> _SHORT TASK_
Count the lines in the data below that contain the string "blue", and give only that number.

> _MATERIAL PROVIDED_

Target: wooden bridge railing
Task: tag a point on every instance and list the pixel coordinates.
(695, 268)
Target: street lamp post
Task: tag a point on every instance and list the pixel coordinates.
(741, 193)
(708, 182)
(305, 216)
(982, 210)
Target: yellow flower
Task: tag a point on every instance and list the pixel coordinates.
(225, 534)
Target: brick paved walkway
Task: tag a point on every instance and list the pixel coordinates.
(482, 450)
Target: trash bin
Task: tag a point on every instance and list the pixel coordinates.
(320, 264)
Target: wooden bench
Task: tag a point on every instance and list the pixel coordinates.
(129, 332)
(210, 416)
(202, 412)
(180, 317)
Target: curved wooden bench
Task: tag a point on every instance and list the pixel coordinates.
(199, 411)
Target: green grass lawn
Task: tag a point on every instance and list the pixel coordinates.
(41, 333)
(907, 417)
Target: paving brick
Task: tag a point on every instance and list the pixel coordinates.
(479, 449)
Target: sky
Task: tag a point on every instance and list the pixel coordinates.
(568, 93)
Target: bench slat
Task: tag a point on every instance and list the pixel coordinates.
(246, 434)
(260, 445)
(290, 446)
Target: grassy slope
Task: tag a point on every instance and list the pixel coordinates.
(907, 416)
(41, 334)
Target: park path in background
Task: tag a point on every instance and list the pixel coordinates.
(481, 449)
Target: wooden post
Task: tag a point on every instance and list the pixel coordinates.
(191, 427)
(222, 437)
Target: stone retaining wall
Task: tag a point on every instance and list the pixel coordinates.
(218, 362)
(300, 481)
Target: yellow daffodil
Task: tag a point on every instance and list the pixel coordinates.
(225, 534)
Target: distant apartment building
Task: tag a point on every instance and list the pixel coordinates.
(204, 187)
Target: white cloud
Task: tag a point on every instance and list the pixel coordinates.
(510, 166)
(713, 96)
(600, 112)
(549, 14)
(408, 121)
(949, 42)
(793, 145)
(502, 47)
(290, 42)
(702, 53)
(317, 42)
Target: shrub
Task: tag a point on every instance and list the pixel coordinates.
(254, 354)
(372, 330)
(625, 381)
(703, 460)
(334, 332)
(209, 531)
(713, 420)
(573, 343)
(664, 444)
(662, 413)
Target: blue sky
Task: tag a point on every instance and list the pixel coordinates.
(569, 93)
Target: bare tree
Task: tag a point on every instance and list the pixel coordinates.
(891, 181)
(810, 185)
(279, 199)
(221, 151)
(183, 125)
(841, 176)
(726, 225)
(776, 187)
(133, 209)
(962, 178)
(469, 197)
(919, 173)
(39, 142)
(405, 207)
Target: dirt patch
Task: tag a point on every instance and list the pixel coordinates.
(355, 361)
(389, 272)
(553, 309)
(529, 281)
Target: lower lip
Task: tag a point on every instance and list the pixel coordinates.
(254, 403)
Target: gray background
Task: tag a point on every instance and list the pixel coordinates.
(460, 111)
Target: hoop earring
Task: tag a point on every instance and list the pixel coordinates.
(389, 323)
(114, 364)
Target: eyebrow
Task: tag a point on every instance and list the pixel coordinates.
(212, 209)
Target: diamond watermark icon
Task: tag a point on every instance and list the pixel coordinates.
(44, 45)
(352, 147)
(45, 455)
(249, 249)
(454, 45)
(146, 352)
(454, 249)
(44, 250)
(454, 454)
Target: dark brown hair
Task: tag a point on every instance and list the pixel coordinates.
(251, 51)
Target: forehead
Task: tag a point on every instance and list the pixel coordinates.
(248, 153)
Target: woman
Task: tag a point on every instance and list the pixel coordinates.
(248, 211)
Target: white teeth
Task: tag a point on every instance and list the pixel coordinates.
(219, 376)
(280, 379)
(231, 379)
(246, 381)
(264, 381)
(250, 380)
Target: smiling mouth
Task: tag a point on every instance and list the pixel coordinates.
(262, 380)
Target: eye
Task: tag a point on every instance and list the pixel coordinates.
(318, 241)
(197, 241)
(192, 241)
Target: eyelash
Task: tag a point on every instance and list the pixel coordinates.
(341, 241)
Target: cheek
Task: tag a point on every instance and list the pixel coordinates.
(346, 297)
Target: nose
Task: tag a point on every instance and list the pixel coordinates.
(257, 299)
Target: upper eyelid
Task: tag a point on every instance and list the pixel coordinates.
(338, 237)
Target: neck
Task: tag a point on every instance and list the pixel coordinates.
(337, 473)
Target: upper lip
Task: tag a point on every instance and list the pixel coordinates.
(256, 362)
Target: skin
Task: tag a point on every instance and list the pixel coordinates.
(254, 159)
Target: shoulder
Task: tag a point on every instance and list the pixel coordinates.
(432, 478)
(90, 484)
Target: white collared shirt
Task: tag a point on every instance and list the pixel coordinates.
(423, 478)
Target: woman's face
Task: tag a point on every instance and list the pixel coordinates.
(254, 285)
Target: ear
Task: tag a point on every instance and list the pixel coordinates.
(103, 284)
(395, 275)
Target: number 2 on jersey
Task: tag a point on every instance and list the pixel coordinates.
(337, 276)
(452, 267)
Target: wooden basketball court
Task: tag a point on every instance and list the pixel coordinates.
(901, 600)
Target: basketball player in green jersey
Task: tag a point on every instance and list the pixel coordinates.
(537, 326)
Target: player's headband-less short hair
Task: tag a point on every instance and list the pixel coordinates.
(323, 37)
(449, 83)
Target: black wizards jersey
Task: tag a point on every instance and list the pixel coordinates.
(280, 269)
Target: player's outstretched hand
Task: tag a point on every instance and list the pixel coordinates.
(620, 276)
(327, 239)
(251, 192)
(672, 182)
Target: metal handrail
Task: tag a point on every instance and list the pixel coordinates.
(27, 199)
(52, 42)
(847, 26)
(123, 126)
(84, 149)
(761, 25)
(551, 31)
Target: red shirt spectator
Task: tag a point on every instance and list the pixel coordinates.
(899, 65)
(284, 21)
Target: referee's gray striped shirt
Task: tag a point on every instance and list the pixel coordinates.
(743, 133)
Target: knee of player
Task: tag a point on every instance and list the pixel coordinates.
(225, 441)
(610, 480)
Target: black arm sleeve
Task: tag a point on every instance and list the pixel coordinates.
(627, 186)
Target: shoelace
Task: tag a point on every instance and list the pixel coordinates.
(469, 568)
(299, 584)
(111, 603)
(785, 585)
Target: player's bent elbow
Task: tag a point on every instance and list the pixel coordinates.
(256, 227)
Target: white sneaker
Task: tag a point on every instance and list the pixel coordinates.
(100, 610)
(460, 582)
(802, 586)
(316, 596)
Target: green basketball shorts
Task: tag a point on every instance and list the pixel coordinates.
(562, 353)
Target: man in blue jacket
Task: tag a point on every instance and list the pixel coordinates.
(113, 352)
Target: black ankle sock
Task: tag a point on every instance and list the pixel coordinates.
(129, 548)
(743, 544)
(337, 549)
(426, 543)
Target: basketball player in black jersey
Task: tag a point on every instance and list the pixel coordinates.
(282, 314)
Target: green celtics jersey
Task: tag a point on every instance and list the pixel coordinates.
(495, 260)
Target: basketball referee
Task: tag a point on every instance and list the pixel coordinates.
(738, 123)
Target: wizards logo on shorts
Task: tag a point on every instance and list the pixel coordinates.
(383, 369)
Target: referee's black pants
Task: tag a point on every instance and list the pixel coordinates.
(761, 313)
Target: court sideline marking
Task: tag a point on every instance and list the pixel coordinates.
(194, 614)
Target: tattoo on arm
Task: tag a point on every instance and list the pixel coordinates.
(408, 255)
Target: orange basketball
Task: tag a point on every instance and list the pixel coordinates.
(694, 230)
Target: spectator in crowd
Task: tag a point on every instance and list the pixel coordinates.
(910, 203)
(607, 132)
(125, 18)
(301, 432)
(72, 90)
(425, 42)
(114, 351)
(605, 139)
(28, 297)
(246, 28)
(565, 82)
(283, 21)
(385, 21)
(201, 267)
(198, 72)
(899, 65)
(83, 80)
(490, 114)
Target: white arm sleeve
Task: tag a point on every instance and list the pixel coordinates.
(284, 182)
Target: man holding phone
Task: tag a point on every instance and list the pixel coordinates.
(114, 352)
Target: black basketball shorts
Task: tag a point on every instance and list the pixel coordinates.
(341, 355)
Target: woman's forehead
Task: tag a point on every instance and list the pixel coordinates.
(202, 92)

--

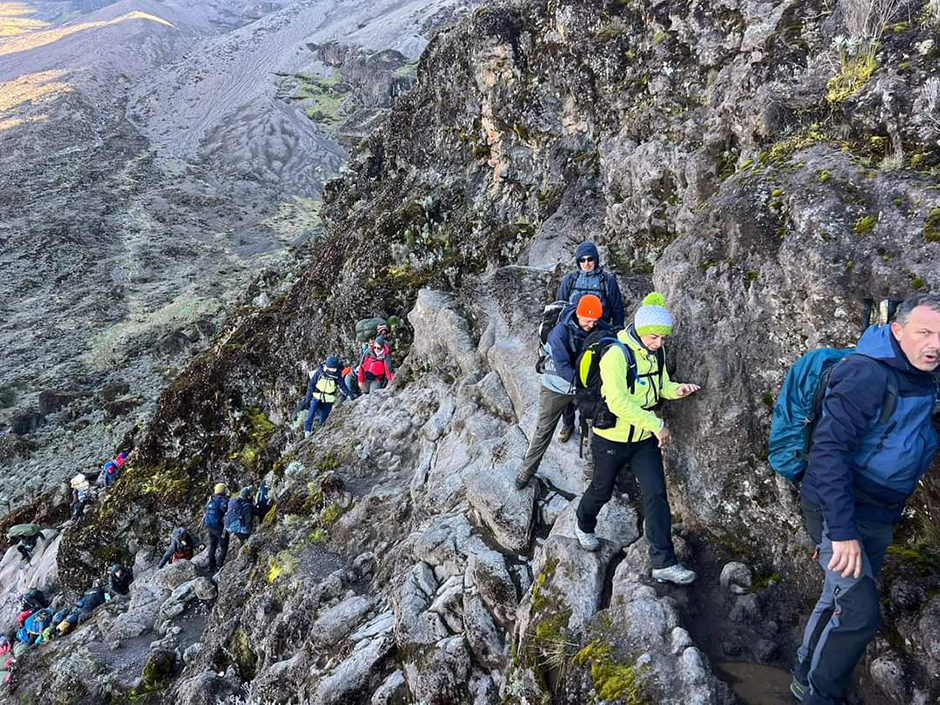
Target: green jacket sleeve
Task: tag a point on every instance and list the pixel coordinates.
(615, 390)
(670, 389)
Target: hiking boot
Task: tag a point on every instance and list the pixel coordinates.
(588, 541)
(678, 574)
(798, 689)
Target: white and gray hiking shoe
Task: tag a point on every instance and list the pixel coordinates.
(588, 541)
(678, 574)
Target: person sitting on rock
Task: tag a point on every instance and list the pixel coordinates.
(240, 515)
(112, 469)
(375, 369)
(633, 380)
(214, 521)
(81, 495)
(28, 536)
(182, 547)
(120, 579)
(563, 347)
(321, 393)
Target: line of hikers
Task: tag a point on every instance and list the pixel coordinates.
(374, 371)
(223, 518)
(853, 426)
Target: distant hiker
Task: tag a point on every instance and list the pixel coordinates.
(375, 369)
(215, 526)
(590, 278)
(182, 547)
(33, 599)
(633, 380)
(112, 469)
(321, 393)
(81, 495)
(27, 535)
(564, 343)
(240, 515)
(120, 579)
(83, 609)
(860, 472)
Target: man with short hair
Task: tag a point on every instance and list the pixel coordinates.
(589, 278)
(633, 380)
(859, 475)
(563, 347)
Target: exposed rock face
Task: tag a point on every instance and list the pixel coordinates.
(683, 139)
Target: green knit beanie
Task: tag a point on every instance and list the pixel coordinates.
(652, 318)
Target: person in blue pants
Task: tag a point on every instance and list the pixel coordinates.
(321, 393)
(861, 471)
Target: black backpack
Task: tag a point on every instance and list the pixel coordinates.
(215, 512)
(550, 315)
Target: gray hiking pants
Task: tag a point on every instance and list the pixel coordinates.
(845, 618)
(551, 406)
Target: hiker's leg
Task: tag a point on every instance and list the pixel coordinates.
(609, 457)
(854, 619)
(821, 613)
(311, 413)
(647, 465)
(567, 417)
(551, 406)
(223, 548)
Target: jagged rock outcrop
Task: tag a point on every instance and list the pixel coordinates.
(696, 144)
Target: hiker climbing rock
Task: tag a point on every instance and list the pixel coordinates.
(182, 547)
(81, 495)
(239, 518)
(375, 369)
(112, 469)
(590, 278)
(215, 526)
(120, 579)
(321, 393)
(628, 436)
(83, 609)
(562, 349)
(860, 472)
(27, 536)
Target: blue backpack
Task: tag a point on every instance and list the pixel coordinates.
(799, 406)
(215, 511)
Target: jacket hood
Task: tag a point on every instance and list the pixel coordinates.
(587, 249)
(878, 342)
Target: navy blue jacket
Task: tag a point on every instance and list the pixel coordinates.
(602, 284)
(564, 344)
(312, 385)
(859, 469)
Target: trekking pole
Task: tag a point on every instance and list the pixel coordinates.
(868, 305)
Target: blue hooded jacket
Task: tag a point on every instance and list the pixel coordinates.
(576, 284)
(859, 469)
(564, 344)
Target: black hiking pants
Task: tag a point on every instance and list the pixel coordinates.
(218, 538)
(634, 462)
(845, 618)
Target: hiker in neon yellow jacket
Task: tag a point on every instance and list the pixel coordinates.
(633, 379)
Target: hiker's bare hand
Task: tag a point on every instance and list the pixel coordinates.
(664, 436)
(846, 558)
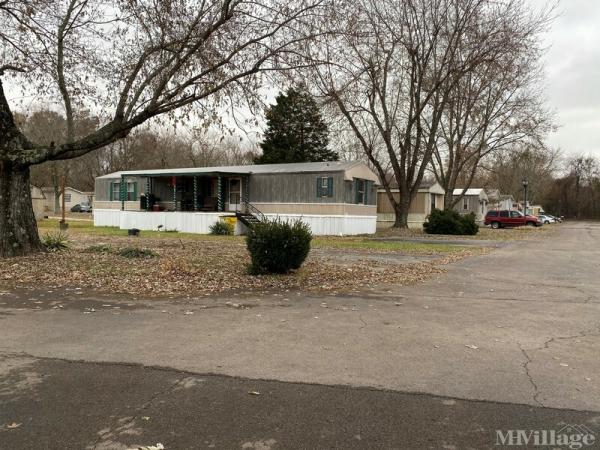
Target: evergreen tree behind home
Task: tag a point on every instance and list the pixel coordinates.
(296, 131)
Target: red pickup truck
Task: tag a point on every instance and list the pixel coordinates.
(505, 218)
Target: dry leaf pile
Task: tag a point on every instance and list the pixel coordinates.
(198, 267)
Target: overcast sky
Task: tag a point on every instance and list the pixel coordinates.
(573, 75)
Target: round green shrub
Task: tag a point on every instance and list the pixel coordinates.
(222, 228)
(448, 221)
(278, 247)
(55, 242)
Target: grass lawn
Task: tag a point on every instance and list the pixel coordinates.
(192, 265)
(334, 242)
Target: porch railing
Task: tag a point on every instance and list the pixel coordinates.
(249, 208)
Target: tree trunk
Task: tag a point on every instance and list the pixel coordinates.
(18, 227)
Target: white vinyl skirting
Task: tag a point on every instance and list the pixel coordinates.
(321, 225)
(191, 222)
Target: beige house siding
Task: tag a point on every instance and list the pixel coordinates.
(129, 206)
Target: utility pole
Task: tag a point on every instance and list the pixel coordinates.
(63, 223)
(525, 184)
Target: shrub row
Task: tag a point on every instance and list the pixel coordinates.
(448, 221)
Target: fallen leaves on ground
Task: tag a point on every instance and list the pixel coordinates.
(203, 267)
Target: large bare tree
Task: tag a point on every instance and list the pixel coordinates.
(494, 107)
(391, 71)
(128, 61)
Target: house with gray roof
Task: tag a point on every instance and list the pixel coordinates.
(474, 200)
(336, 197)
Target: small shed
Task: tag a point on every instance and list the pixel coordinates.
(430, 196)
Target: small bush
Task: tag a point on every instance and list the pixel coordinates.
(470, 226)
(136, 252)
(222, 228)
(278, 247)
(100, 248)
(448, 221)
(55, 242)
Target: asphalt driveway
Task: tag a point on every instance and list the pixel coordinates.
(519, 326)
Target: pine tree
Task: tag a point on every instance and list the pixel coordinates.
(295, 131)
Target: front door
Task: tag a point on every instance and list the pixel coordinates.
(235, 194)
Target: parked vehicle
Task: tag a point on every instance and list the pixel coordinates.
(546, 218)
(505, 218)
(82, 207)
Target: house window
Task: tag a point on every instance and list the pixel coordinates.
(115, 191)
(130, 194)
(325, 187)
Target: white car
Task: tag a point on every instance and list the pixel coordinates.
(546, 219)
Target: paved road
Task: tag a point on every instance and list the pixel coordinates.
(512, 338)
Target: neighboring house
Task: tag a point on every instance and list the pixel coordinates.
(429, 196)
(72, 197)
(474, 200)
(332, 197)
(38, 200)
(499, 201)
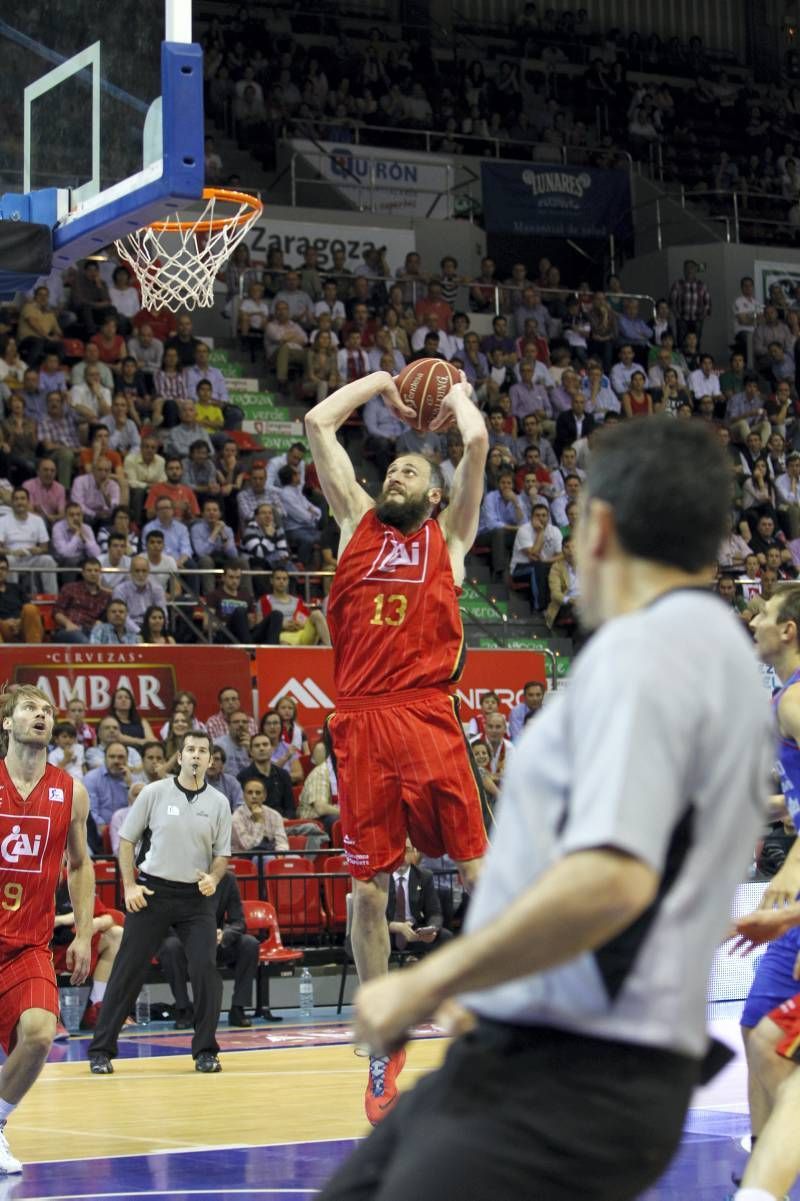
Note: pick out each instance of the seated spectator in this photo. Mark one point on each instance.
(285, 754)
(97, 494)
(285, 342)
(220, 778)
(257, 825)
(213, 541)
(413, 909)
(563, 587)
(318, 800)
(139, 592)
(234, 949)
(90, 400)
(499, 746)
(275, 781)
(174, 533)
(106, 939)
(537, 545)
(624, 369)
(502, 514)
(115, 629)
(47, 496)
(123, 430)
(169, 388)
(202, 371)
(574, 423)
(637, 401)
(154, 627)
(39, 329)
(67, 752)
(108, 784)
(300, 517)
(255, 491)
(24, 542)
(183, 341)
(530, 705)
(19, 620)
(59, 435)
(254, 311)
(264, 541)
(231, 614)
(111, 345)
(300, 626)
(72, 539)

> _FULL OUTPUT_
6